Region annotation entries

· · ·

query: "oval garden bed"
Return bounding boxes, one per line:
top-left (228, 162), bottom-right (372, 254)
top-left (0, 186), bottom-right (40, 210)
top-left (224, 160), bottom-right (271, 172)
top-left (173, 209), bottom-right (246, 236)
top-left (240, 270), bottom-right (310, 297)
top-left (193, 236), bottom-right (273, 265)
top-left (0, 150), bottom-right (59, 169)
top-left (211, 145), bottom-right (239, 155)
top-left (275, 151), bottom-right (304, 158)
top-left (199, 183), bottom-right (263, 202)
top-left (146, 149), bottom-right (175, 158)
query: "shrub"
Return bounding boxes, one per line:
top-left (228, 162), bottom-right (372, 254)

· · ·

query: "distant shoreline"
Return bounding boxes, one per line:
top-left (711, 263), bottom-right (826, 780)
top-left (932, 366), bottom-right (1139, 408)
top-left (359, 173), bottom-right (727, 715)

· · ·

→ EXERCISE REQUIREMENTS:
Please pull out every line of the material above that contains the string "query", treating uppercase and lowercase as different.

→ EXERCISE OUTPUT:
query: "oval garden bed"
query: "shrub"
query: "distant shoreline"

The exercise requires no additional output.